# start of DATA EXTRACT

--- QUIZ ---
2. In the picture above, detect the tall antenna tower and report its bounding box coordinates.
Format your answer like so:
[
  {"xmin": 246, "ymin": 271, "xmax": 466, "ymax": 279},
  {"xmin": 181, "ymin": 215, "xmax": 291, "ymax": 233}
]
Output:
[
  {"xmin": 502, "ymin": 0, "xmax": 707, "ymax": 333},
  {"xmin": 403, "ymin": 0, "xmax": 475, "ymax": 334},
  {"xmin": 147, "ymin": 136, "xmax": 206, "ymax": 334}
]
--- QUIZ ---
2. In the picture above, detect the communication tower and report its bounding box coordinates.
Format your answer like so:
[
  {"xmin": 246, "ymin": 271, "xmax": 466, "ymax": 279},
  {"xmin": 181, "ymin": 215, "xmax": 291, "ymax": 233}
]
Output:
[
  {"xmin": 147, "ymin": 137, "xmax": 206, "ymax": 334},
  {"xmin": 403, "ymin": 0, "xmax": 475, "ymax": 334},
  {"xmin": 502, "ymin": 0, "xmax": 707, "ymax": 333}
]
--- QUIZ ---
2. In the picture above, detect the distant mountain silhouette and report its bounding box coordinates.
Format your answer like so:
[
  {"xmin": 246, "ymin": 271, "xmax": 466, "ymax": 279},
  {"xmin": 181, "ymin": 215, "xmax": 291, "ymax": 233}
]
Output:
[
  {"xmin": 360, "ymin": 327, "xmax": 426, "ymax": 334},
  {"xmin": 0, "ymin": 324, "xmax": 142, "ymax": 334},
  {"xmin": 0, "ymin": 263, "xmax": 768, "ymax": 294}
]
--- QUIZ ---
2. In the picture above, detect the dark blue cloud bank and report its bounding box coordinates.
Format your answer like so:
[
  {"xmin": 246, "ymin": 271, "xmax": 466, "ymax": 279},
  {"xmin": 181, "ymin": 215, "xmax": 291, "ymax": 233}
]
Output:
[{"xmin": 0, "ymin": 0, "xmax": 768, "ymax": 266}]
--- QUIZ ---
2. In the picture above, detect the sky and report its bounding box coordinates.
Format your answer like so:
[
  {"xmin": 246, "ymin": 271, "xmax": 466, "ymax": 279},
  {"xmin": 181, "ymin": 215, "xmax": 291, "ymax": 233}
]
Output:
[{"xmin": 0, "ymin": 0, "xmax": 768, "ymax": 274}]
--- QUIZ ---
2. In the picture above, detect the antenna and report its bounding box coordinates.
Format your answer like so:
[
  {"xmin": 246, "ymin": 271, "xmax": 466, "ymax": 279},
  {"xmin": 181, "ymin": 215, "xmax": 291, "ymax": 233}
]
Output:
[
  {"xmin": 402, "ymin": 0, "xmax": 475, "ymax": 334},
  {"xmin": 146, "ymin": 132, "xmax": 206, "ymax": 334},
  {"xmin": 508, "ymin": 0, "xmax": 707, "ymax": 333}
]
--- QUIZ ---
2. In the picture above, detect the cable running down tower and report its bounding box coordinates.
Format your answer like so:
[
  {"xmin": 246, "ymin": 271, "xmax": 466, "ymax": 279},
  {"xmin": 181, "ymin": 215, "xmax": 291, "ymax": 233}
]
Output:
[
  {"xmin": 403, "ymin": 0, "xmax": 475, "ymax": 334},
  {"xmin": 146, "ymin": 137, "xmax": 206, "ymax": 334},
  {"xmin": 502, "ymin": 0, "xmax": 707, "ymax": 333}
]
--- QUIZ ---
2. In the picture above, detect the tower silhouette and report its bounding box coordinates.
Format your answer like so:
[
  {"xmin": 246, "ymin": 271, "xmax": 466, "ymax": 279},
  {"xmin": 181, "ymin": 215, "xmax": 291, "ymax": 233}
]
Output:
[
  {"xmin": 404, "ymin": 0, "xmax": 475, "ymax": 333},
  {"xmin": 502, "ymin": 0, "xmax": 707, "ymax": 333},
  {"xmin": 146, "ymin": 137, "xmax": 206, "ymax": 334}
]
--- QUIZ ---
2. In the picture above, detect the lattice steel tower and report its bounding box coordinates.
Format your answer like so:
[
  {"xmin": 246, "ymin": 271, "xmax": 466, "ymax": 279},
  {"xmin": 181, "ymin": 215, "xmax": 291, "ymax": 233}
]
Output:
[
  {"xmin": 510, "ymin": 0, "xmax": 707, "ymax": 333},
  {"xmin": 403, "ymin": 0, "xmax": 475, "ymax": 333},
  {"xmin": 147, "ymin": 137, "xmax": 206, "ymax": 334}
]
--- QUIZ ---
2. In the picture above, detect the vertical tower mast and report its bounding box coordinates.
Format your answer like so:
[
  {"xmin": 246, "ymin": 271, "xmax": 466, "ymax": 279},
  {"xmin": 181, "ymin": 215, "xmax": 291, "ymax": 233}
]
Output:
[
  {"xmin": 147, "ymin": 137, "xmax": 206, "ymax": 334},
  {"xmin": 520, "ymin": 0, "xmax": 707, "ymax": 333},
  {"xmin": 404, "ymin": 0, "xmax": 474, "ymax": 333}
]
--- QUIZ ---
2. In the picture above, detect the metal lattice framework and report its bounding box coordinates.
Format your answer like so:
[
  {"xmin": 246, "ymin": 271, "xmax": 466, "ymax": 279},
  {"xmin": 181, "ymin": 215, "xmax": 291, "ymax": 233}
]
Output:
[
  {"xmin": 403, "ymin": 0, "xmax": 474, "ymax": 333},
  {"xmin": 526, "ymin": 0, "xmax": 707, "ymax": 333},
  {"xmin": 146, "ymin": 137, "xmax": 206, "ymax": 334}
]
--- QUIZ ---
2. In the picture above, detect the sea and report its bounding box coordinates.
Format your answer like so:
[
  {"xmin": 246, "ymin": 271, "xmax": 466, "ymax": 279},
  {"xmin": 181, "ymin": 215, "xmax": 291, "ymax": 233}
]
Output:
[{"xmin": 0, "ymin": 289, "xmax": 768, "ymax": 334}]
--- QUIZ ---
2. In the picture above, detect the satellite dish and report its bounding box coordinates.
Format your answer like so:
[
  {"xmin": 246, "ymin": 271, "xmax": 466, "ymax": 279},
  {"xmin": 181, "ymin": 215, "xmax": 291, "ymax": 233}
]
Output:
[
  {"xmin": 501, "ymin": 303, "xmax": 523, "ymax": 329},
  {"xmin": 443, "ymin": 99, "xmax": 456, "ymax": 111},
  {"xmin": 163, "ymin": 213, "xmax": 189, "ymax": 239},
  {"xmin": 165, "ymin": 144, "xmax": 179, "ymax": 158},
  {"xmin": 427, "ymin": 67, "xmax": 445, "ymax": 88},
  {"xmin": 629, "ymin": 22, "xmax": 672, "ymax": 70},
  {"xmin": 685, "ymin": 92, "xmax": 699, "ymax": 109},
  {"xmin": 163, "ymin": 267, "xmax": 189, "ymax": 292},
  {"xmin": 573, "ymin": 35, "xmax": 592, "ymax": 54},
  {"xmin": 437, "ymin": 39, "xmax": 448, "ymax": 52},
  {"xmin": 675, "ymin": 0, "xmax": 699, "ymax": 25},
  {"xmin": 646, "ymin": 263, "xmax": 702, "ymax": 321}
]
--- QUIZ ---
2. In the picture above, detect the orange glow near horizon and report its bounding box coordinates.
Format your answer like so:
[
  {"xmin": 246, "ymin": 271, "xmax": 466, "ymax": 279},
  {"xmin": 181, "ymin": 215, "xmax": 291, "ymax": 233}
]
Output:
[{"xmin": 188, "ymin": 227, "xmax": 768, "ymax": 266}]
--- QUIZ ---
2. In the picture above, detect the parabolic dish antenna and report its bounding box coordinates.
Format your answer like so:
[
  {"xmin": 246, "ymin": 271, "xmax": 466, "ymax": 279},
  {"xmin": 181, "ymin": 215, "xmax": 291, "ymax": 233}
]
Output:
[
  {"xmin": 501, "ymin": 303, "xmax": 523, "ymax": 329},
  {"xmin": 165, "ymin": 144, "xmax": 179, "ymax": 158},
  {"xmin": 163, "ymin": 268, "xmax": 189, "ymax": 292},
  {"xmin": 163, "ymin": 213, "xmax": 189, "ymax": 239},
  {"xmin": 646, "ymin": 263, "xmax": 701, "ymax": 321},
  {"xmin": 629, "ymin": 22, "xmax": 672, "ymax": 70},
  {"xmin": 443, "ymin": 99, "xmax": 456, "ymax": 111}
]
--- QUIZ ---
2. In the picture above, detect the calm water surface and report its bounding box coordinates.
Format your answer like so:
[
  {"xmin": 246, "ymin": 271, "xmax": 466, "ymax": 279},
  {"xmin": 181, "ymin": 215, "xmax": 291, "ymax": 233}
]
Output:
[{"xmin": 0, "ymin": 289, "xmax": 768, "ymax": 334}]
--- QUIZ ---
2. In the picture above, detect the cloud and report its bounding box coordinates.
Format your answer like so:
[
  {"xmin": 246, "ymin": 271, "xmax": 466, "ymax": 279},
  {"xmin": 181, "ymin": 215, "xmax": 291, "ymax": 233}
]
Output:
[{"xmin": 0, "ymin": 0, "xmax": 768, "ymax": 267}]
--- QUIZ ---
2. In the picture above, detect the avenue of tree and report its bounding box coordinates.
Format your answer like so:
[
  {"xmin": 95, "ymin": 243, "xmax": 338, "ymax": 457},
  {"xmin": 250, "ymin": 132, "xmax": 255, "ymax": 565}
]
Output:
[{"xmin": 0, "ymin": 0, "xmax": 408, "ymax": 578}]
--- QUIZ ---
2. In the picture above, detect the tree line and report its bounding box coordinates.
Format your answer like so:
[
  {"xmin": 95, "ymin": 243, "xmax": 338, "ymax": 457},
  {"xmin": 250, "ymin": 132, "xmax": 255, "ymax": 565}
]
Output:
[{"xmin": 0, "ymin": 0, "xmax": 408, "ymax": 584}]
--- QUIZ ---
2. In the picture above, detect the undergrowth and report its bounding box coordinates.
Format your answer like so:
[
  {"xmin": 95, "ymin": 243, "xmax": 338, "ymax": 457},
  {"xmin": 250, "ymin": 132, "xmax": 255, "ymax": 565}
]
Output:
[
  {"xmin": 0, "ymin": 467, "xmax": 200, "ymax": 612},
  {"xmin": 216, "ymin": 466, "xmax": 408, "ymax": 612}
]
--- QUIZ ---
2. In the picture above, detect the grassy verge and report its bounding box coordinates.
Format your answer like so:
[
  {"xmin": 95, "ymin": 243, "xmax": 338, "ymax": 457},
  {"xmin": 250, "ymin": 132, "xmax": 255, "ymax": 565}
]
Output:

# end of DATA EXTRACT

> _GIVEN INSTRUCTION_
Locate every line in the listing that contains the string "lattice" and copy each of those lines.

> _CORRECT ANSWER_
2. In the picture above, detect the lattice steel tower and report its bounding box coordinates.
2. In the picture above, detect the metal lattice framework and report its bounding box coordinates.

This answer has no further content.